Document text -
######
SEE ALSO: Anthony Brown, Larry Hogan draw political stars to stump for Maryland governor’s race


He said that trying to take on Medicaid or powerful labor unions, as Republican governors have done in other states, would be a “fool’s errand.”

“We’re going to try to win the battles we can win. That’s tough enough as it is,” said Mr. Hogan. “It’s baby steps in Maryland.”

The battles he put in the winnable column included cutting government spending, rolling back some of the 40 tax increases enacted during Mr. Brown’s tenure, easing regulatory burdens and creating a more business-friendly climate that would stop employers from fleeing the state.

Using Maryland governors’ powerful budget authority, Mr. Hogan said, he would implement a 5 percent spending cut in his first budget and provide tax relief with the $2 billion in savings.

Mr. Hogan said he would not make the same mistakes as Robert L. Ehrlich Jr., who was elected in 2002 as the state’s first Republican governor in 36 years and encountered stubborn resistance from the legislature at every turn.

“He’s a competitive guy who was a football player, a linebacker who liked to hit people. So the two of them were just pounding [each other] and a lot of things didn’t get done,” said Mr. Hogan, who served in Mr. Ehrlich’s Cabinet.

“He’s a great guy and a good friend. I’m not trying to be critical,” he said. “It wasn’t really all his fault. It was mostly the Democrats’ fault.”

Mr. Hogan said his 30 years of experience as a commercial real estate broker gave him the deal-making skills to work effectively with the legislature. “I’m a negotiator,” he said.

Mr. Hogan’s agenda on taxes and the economy is the cornerstone of his campaign. He reminds voters that under the current administration, Maryland lost over 31,000 jobs, more than 6,500 small business either closed or left the state and the unemployment rate doubled. He promises to reverse these trends.

“Old Bay is potentially going to be made in Pennsylvania now,” Mr. Hogan said of the signature seasoning of McCormick & Co., which has been in Maryland since 1889 but is preparing to move.

“It’s tragic. That’s the thing we’ve got to stop. Maryland is going down the tubes,” Mr. Hogan said.

He said McCormick’s board of directors told him the spice company might stay if he wins the election.

Mr. Hogan faces an uphill race to get to the governor’s mansion, though he is closing in on Mr. Brown.
######
Tasks -
1 - Retype the part of the Larry Hogan article starting with "Mr. Hogan’s agenda" and going on through "on Mr. Brown.".
2 - Please list every battle that the Larry Hogan article says he put in the winnable column.
3 - Carry on the Larry Hogan article after its last sentence.
None of the work here depends on the records.
######
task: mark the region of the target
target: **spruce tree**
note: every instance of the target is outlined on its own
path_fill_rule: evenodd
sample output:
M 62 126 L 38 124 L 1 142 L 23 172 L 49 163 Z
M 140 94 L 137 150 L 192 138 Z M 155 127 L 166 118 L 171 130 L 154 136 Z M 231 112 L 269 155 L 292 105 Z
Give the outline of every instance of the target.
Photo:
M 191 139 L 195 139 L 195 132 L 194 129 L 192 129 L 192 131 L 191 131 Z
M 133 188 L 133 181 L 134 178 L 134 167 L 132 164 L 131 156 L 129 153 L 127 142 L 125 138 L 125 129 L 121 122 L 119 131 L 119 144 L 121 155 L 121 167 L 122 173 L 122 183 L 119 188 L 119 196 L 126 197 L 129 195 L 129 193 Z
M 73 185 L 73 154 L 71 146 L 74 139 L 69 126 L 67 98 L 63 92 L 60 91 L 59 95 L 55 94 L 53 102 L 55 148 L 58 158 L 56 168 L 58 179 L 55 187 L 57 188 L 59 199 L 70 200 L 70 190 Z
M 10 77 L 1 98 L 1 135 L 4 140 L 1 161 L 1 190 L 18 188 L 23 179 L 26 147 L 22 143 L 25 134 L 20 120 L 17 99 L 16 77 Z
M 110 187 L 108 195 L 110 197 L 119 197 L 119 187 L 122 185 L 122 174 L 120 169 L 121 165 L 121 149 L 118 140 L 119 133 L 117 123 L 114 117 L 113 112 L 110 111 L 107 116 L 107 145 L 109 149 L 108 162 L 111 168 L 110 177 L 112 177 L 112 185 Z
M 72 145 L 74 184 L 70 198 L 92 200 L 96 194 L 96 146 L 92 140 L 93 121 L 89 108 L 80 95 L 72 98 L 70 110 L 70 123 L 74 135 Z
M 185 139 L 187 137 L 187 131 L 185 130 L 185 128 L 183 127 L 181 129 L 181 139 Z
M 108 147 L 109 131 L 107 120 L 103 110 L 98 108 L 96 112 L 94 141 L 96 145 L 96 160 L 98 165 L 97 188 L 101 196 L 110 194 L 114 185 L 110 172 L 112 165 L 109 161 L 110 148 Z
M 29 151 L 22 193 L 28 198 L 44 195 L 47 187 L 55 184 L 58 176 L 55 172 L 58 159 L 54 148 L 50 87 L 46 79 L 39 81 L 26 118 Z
######
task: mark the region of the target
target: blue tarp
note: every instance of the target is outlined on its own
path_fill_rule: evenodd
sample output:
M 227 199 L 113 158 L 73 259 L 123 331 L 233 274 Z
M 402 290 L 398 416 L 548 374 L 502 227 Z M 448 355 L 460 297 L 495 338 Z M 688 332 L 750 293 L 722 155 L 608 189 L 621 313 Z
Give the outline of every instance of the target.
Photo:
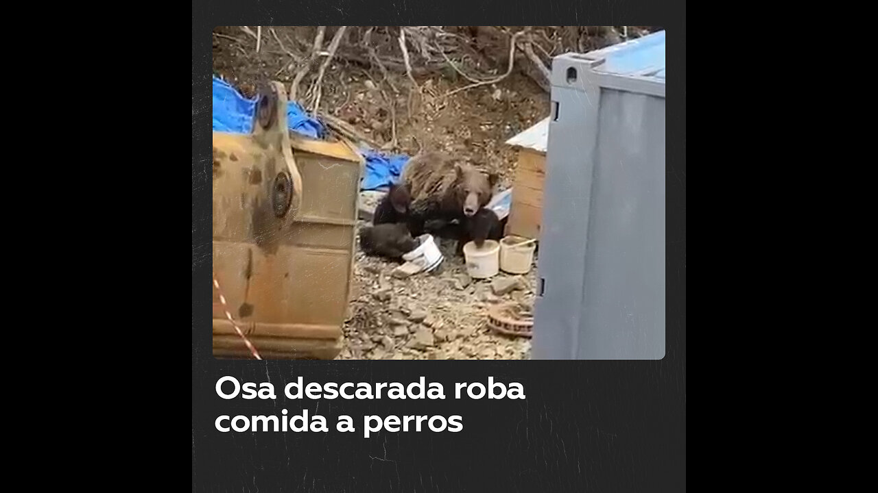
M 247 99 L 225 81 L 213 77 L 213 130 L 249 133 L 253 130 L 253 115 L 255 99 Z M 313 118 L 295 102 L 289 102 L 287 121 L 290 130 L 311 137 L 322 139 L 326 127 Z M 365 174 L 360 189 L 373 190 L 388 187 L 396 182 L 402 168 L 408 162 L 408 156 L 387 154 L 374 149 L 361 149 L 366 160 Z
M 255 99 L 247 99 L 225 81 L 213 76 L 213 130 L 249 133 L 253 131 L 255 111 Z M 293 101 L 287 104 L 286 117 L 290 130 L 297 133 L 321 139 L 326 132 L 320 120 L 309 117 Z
######
Results of the tasks -
1 -
Mr. Hogan’s agenda on taxes and the economy is the cornerstone of his campaign. He reminds voters that under the current administration, Maryland lost over 31,000 jobs, more than 6,500 small business either closed or left the state and the unemployment rate doubled. He promises to reverse these trends.

“Old Bay is potentially going to be made in Pennsylvania now,” Mr. Hogan said of the signature seasoning of McCormick & Co., which has been in Maryland since 1889 but is preparing to move.

“It’s tragic. That’s the thing we’ve got to stop. Maryland is going down the tubes,” Mr. Hogan said.

He said McCormick’s board of directors told him the spice company might stay if he wins the election.

Mr. Hogan faces an uphill race to get to the governor’s mansion, though he is closing in on Mr. Brown.

2 -
- Cutting government spending
- Rolling back some of the 40 tax increases enacted during Mr. Brown's tenure
- Easing regulatory burdens
- Creating a more business-friendly climate that would stop employers from fleeing the state

3 -
Mr. Brown led Mr. Hogan 49 percent to 42 percent last week in a Baltimore Sun poll. His 7-point advantage is much smaller than generally expected in a state where registered Democrats outnumber Republicans by a 2-1 margin.

Mr. Hogan said his campaign’s internal polls have put him as close as 3 points behind Mr. Brown, within the margin of error. Mr. Hogan did not show the poll to The Times.

He said his message of lowering taxes and strengthening the economy resonates with voters from both major parties in Maryland and has helped him make inroads into Democratic strongholds, including blue-collar neighborhoods in eastern Baltimore County.

“Even liberal Democrats are like, ‘Enough is enough. We just can’t take it anymore,’” he said. “People are saying, ‘I’ve never voted for a Republican in my life. But we’ve got to do something about these taxes.’”

He said Mr. Brown suffers from an “enthusiasm gap” that he would compound with a sophisticated get-out-the-vote operation.

“He’s going to have a hard time getting his voters out, and we’re getting ours,” he said.

Unlike in much of the country, President Obama remains relatively popular in Maryland with about a 50 percent job approval rating. That has kept Mr. Hogan from making the president and his policies issues in the governor’s race.

Mr. Obama plans to campaign Sunday with Mr. Brown in Prince George’s County.

Mr. Hogan has been hammering Mr. Brown for being in charge of the rollout of Maryland’s Obamacare exchange, which cost $288 million and then completely broke down. Maryland ultimately adopted the exchange created by Connecticut, at additional cost.

“Even people who like the president and like the Affordable Care Act are angry at Anthony Brown and Martin O’Malley for failing so miserably,” he said.